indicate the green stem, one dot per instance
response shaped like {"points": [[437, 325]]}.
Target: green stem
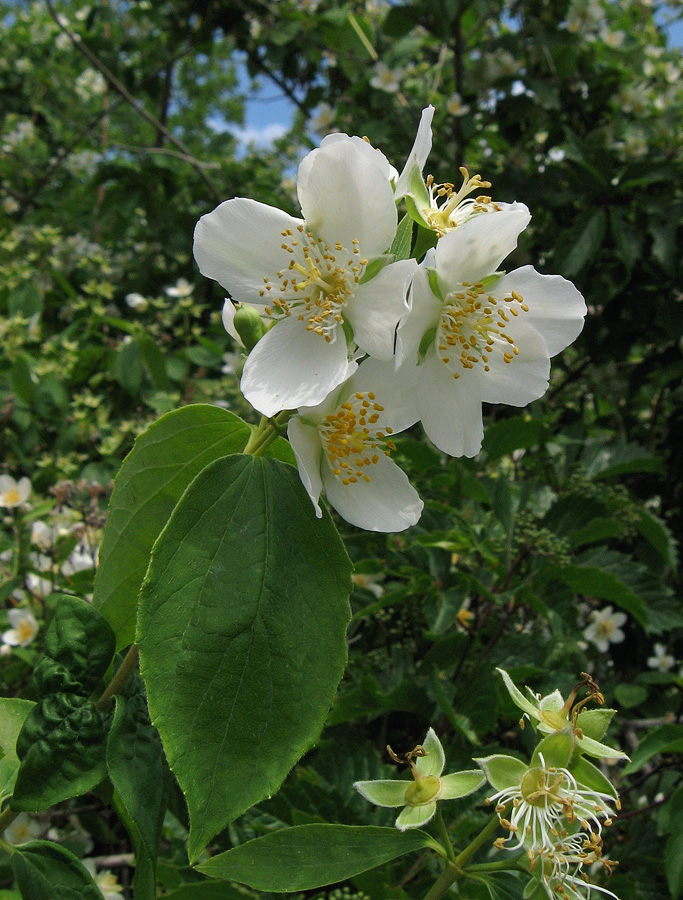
{"points": [[6, 819], [124, 671], [443, 834], [455, 868]]}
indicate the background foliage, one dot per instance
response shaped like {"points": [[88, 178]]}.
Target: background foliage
{"points": [[113, 141]]}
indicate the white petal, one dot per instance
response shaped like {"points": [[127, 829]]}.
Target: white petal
{"points": [[240, 243], [378, 308], [388, 502], [476, 249], [383, 793], [556, 308], [372, 155], [415, 816], [307, 448], [522, 380], [344, 197], [460, 784], [292, 367], [394, 389], [425, 310], [435, 760], [450, 409], [419, 152]]}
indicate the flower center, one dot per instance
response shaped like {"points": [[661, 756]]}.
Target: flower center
{"points": [[353, 439], [424, 791], [473, 324], [455, 209], [318, 282]]}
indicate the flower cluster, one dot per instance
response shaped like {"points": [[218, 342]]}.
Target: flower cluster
{"points": [[357, 340], [555, 807]]}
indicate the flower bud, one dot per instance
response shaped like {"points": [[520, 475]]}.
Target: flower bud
{"points": [[249, 325]]}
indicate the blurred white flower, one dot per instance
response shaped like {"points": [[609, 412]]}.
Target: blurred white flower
{"points": [[137, 301], [24, 628], [14, 493], [182, 288], [386, 79], [662, 660], [605, 628]]}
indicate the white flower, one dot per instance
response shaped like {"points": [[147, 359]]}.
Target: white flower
{"points": [[308, 273], [481, 336], [438, 206], [182, 288], [22, 830], [545, 800], [137, 301], [605, 628], [24, 628], [386, 79], [420, 796], [662, 659], [343, 445], [14, 493]]}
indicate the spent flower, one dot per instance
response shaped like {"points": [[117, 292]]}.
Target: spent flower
{"points": [[420, 796]]}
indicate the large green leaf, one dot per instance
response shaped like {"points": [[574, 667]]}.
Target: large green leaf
{"points": [[62, 751], [242, 635], [152, 479], [309, 856], [136, 769], [44, 869], [13, 712]]}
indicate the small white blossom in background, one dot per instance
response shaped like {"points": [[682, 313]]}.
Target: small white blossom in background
{"points": [[14, 493], [386, 79], [661, 659], [24, 628], [105, 880], [419, 797], [605, 628], [182, 288], [90, 83], [369, 582], [137, 301], [23, 830]]}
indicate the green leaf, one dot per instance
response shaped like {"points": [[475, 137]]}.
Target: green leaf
{"points": [[309, 856], [44, 869], [508, 435], [242, 635], [62, 752], [556, 749], [79, 648], [502, 771], [665, 739], [152, 479], [13, 712], [586, 246], [136, 769]]}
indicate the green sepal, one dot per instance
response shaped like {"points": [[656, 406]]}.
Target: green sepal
{"points": [[503, 771], [62, 751], [79, 648], [557, 749], [591, 777], [594, 722], [44, 870]]}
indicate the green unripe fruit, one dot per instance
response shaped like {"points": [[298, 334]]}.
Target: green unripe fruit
{"points": [[249, 325]]}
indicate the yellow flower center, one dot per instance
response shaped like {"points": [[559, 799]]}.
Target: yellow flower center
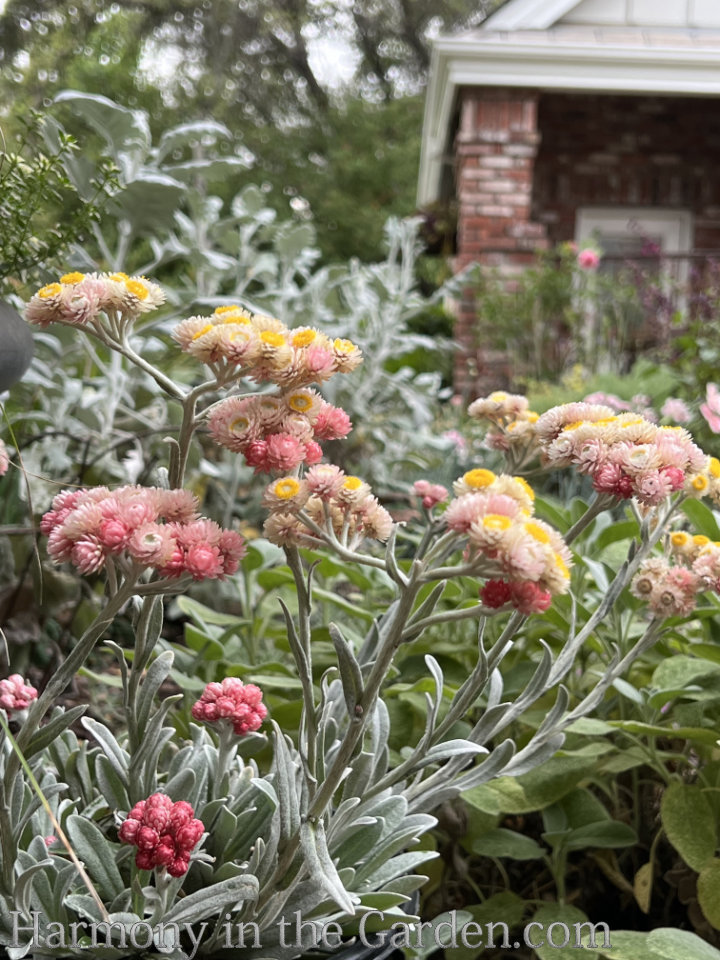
{"points": [[300, 402], [137, 288], [286, 488], [526, 486], [497, 521], [51, 290], [304, 338], [201, 333], [537, 532], [477, 479]]}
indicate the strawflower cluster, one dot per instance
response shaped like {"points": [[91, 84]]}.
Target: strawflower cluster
{"points": [[671, 584], [233, 703], [165, 833], [81, 299], [526, 562], [512, 423], [15, 694], [278, 432], [141, 528], [625, 454], [325, 502], [237, 343]]}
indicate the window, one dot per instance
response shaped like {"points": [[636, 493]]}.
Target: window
{"points": [[626, 233]]}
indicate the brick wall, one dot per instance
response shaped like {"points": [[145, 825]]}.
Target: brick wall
{"points": [[601, 150], [525, 161], [495, 148]]}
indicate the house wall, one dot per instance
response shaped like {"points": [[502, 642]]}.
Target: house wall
{"points": [[600, 150], [525, 161]]}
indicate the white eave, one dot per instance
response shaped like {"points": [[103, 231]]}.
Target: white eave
{"points": [[572, 58]]}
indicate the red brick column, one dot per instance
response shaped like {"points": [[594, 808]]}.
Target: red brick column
{"points": [[495, 148]]}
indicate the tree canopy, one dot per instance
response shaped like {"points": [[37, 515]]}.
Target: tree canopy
{"points": [[347, 147]]}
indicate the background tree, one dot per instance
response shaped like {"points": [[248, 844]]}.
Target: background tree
{"points": [[348, 149]]}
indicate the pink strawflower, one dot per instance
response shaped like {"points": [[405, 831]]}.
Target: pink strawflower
{"points": [[92, 524], [332, 423], [283, 453], [233, 701], [15, 694], [588, 259], [431, 493], [313, 453], [528, 597], [495, 593], [676, 409], [164, 832], [325, 480]]}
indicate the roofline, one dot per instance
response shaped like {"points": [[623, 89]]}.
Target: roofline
{"points": [[528, 14], [467, 61]]}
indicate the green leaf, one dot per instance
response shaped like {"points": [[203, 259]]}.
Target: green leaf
{"points": [[709, 892], [507, 843], [689, 823], [679, 671], [702, 518], [701, 734], [97, 853], [670, 944], [607, 834], [350, 674], [534, 790]]}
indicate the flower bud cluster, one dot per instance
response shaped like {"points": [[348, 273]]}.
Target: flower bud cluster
{"points": [[670, 585], [625, 454], [525, 561], [141, 527], [512, 422], [235, 342], [232, 702], [165, 833], [15, 694], [431, 494], [79, 299], [278, 432], [339, 504]]}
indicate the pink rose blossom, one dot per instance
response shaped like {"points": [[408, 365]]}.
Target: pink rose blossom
{"points": [[588, 259]]}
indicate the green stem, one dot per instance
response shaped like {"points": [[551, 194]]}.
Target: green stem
{"points": [[305, 670]]}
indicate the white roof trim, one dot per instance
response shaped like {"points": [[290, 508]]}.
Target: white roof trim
{"points": [[547, 65], [529, 14]]}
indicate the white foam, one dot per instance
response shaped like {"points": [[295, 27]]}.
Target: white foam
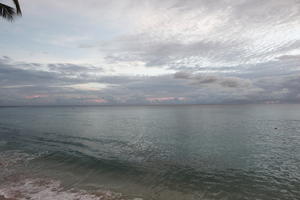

■ ■ ■ ■

— Aim of the task —
Excluding the pictures, transcribe all of the entries exactly.

— Answer for the task —
indicate the green stem, one dot per instance
response shaped like {"points": [[437, 325]]}.
Target: green stem
{"points": [[6, 819], [124, 671], [443, 834], [455, 868]]}
indicate the background foliage, one dot per instance
response shaped like {"points": [[88, 178]]}.
Target: background foliage
{"points": [[113, 141]]}
indicate the white petal, one dot per instance
response shaped like {"points": [[127, 829]]}.
Target: white petal
{"points": [[240, 243], [378, 308], [388, 502], [476, 249], [383, 793], [556, 308], [372, 155], [415, 816], [307, 448], [522, 380], [344, 197], [460, 784], [292, 367], [394, 389], [425, 310], [435, 760], [450, 409], [419, 152]]}
indicate the flower center, one dot per instance
response shaped like {"points": [[661, 756]]}.
Target: flower center
{"points": [[353, 439], [424, 791], [473, 324], [455, 209], [318, 282]]}
indicate the flower cluster, one dot per instance
response shaped like {"points": [[218, 342]]}.
Target: flower cluster
{"points": [[357, 340], [555, 807]]}
indicate the flower bud, one dot per instance
response shaped like {"points": [[520, 475]]}.
Target: flower bud
{"points": [[249, 325]]}
indicate the blurred white flower, one dot per instance
response shaped like {"points": [[609, 412]]}.
Target: blurred white flower
{"points": [[137, 301], [24, 628], [14, 493], [182, 288], [386, 79], [662, 660], [605, 628]]}
indicate the white flower, one dot per instance
response shaped like {"points": [[147, 359]]}.
Target: white flower
{"points": [[308, 273], [481, 336], [438, 206], [182, 288], [22, 830], [545, 800], [137, 301], [605, 628], [24, 628], [386, 79], [420, 796], [662, 659], [343, 445], [14, 493]]}
indicate the spent flower, one dot per instance
response shaped like {"points": [[117, 292]]}.
Target: spent flower
{"points": [[420, 796]]}
indicate the large green leaf, one dot per instance
response shaped like {"points": [[574, 667]]}.
Target: large green leaf
{"points": [[62, 751], [242, 635], [152, 479], [309, 856], [136, 769], [44, 869], [13, 712]]}
indicate the small white blossom in background, one dot per instance
response shaped like {"points": [[682, 313]]}.
Target: small white blossom in background
{"points": [[14, 493], [386, 79], [661, 659], [24, 628], [105, 880], [419, 797], [605, 628], [182, 288], [90, 83], [369, 582], [137, 301], [23, 830]]}
indicate the green leaf, one dot per instance
response shaped like {"points": [[475, 137]]}.
Target: green leaf
{"points": [[309, 856], [44, 869], [508, 435], [242, 635], [62, 752], [556, 749], [79, 648], [502, 771], [665, 739], [152, 479], [13, 712], [586, 246], [136, 769]]}
indicate the green sepal, one dot per instance
response shaped like {"points": [[656, 406]]}.
Target: green sepal
{"points": [[503, 771], [62, 751], [79, 648], [557, 749], [591, 777], [594, 722], [44, 870]]}
indicate the green unripe fruit, one dot per instance
response shaped like {"points": [[298, 334]]}.
Target: green unripe fruit
{"points": [[249, 325]]}
indicate the yellow flower center, one dot per instance
response shaped like {"points": [[559, 799]]}.
Target: yellow flower center
{"points": [[300, 402], [137, 288], [286, 488], [526, 486], [497, 521], [51, 290], [304, 338], [201, 333], [537, 532], [477, 479]]}
indicate the strawflower cluster, one dot per instance
response shaped like {"points": [[91, 84]]}.
Target: strawflower cluster
{"points": [[671, 584], [233, 703], [165, 833], [81, 299], [526, 562], [512, 423], [15, 694], [278, 432], [141, 528], [625, 454], [325, 502], [237, 343]]}
indicate the window, one dot per instance
response shaped like {"points": [[636, 493]]}.
Target: window
{"points": [[626, 233]]}
indicate the brick wall, one dot per instance
response shaped like {"points": [[145, 825]]}.
Target: brick wall
{"points": [[601, 150], [525, 161], [495, 148]]}
indicate the house wall, one dot per instance
response shaped like {"points": [[502, 642]]}.
Target: house wall
{"points": [[600, 150], [525, 161]]}
indicate the white eave, one dot per instance
response shaped like {"points": [[103, 231]]}.
Target: white eave
{"points": [[572, 58]]}
indicate the red brick column, one dot per instance
response shaped like {"points": [[594, 808]]}.
Target: red brick column
{"points": [[495, 148]]}
indicate the tree canopy, one dot per instance
response shaped like {"points": [[37, 515]]}.
Target: tree canopy
{"points": [[347, 147]]}
indicate the background tree, one dot per instance
response shaped like {"points": [[248, 844]]}.
Target: background tree
{"points": [[348, 149]]}
indicate the pink strawflower, one dot per instance
response shaped like {"points": [[405, 831]]}.
Target: pink strawflower
{"points": [[92, 524], [332, 423], [283, 453], [233, 701], [15, 694], [588, 259], [431, 493], [313, 453], [528, 597], [495, 593], [676, 409], [164, 832], [325, 480]]}
indicate the roofline, one dot per instance
response shaped like {"points": [[623, 89]]}.
Target: roofline
{"points": [[528, 14], [467, 61]]}
indicate the green leaf, one dot per instance
response shaped like {"points": [[203, 259]]}.
Target: green leaf
{"points": [[709, 892], [507, 843], [689, 823], [679, 671], [702, 518], [701, 734], [97, 853], [670, 944], [607, 834], [350, 674], [534, 790]]}
indicate the flower bud cluster, one dot per instance
response shaped like {"points": [[348, 273]]}.
Target: flower bud cluster
{"points": [[670, 585], [625, 454], [525, 561], [141, 527], [512, 422], [235, 342], [232, 702], [165, 833], [15, 694], [431, 494], [79, 299], [278, 432], [339, 504]]}
indicate the pink rose blossom, one dot per instance
response shaped like {"points": [[408, 365]]}.
Target: pink rose blossom
{"points": [[588, 259]]}
indicate the green stem, one dot per instance
response shaped like {"points": [[551, 194]]}.
Target: green stem
{"points": [[305, 670]]}
indicate the white roof trim, one dot per instance
response shaped like {"points": [[290, 508]]}.
Target: white roof trim
{"points": [[547, 65], [529, 14]]}
indicate the white foam, one dot per instance
response shaped like {"points": [[295, 27]]}.
Target: white foam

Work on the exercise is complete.